DATASET CONTENT ::
▼▼▼

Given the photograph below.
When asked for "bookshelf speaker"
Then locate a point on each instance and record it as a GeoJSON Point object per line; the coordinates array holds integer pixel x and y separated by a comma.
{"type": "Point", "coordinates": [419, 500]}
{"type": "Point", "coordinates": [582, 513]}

▲▲▲
▼▼▼

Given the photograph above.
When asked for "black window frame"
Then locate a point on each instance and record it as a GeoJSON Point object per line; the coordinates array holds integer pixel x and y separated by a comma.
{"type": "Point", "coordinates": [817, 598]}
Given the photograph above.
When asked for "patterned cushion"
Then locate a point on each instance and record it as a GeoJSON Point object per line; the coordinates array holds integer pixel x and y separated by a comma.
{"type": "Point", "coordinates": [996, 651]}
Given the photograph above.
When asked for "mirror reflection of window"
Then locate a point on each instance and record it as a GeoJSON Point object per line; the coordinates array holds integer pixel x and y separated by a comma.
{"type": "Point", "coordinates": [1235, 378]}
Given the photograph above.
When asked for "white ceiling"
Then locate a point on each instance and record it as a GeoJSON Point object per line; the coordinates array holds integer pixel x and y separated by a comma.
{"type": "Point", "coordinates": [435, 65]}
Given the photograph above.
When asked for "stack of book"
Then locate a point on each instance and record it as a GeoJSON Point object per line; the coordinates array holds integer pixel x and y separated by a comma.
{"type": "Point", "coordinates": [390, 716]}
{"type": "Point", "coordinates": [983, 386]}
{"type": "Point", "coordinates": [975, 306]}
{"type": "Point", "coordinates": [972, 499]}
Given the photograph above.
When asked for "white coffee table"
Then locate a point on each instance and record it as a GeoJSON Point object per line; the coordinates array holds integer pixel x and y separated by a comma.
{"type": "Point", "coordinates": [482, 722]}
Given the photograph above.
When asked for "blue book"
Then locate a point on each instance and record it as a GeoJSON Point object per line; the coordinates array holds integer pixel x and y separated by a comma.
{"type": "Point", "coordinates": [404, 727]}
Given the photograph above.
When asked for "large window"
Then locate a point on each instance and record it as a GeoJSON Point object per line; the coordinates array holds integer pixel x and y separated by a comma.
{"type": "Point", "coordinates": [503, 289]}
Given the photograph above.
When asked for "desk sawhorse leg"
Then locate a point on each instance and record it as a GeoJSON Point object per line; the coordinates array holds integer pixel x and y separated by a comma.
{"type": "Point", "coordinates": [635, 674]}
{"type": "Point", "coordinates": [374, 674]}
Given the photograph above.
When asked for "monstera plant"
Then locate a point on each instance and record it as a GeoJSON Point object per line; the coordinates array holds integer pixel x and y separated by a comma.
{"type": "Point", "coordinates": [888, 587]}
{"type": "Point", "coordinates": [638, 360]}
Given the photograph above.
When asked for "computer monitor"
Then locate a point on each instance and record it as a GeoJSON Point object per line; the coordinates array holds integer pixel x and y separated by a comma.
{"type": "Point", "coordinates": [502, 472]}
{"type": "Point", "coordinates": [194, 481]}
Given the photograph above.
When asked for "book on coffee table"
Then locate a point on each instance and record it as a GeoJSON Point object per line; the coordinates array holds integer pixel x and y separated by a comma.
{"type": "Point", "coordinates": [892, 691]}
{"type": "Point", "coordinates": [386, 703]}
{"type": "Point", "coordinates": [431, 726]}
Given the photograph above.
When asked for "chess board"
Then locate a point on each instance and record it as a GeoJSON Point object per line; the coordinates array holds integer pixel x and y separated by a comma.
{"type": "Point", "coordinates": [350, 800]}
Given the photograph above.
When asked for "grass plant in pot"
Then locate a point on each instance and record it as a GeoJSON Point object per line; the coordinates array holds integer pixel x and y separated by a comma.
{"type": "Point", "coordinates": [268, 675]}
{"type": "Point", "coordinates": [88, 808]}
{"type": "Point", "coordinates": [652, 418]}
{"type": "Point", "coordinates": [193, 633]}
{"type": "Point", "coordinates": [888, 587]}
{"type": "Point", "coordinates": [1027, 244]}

▲▲▲

INSTRUCTION :: From the material above, pull out every line that contains the word "white". Treat uppercase and lowercase as different.

RESPONSE TO THE EXERCISE ::
When asked for "white ceiling"
When asked for "white coffee table"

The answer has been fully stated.